**Task 1:** Which lines in the rows below contain the word "dress"? List each one, treating uppercase and lowercase as different.

You are viewing a plain text version of this content. The canonical link for it is here.
Posted to issues@spark.apache.org by "Artsiom Yudovin (Jira)" <ji...@apache.org> on 2019/09/18 11:31:00 UTC
[jira] [Created] (SPARK-29147) Spark sortMergeJoin is not changing
to shuffleHashJoin
Artsiom Yudovin created SPARK-29147:
---------------------------------------
Summary: Spark sortMergeJoin is not changing to shuffleHashJoin
Key: SPARK-29147
URL: https://issues.apache.org/jira/browse/SPARK-29147
Project: Spark
Issue Type: Question
Components: Spark Core, SQL
Affects Versions: 2.4.4, 2.4.3
Reporter: Artsiom Yudovin
I run the following code:
{code:java}
val spark = SparkSession.builder()
.appName("ShuffleHashJoin")

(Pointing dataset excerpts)

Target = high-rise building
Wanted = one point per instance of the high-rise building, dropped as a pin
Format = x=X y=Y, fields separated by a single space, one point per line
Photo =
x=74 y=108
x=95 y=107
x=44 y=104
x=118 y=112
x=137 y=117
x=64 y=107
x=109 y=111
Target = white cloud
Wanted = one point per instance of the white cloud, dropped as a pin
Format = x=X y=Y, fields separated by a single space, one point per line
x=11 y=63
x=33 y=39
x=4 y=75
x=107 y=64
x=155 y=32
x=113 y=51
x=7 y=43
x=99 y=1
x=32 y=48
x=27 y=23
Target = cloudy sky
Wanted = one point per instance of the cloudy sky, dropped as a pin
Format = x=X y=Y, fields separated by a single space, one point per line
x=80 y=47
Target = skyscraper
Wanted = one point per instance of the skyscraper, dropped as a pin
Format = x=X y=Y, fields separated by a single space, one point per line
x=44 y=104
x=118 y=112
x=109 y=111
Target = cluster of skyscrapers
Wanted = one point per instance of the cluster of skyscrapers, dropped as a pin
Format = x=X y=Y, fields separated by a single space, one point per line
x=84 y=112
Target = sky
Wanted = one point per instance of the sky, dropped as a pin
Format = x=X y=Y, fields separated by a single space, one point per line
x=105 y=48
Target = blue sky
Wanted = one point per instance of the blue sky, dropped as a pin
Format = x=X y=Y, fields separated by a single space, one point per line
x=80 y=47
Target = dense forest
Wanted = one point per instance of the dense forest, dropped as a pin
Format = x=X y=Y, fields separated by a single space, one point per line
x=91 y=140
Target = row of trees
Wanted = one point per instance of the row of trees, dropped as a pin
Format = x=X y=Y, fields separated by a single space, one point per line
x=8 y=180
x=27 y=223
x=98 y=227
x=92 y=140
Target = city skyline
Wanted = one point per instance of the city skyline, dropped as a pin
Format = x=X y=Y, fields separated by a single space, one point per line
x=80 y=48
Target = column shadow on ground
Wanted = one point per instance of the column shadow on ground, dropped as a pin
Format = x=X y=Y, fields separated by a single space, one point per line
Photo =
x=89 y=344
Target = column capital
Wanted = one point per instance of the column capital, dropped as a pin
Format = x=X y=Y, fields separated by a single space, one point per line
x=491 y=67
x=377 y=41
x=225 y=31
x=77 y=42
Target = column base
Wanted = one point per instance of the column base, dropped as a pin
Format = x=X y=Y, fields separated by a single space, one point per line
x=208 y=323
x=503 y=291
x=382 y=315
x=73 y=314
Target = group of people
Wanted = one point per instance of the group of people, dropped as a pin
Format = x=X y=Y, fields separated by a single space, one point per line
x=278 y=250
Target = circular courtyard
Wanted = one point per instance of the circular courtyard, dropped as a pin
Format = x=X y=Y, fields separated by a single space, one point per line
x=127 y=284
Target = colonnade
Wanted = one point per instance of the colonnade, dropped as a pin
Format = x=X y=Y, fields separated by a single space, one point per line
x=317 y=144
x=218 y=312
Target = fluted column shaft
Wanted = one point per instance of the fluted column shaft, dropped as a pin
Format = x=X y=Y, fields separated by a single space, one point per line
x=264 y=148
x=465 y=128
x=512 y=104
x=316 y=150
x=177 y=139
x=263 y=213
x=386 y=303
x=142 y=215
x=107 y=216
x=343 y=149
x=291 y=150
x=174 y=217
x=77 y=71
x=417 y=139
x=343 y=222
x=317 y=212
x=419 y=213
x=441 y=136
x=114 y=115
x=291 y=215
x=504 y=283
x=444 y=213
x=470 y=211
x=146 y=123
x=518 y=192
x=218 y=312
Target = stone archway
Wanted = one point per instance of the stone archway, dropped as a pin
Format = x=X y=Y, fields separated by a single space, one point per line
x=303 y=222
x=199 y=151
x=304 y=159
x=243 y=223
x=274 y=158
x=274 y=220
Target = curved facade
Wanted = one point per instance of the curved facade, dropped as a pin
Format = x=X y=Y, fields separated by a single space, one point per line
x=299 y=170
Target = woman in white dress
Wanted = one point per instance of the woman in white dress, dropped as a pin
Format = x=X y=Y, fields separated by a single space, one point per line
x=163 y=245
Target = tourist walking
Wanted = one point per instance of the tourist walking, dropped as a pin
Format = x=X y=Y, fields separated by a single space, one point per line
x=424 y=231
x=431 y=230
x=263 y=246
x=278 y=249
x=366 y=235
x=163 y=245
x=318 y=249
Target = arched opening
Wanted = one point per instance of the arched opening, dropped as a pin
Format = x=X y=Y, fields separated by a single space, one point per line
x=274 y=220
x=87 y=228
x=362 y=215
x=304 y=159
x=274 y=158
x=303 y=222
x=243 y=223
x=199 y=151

**Task 2:** Which Spark versions does the Jira issue list as affected?

**Exercise result 1:**
Target = woman in white dress
Wanted = one point per instance of the woman in white dress, dropped as a pin

**Exercise result 2:** 2.4.4 and 2.4.3